The exercise: Please rewrite the material below with "cardigan" changed to "sweater" wherever it appears, keeping everything else the same.

Exercise inputs:
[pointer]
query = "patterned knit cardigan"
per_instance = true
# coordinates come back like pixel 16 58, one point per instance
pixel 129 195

Reply:
[pointer]
query = "patterned knit sweater"
per_instance = true
# coordinates come back like pixel 16 58, one point per instance
pixel 129 195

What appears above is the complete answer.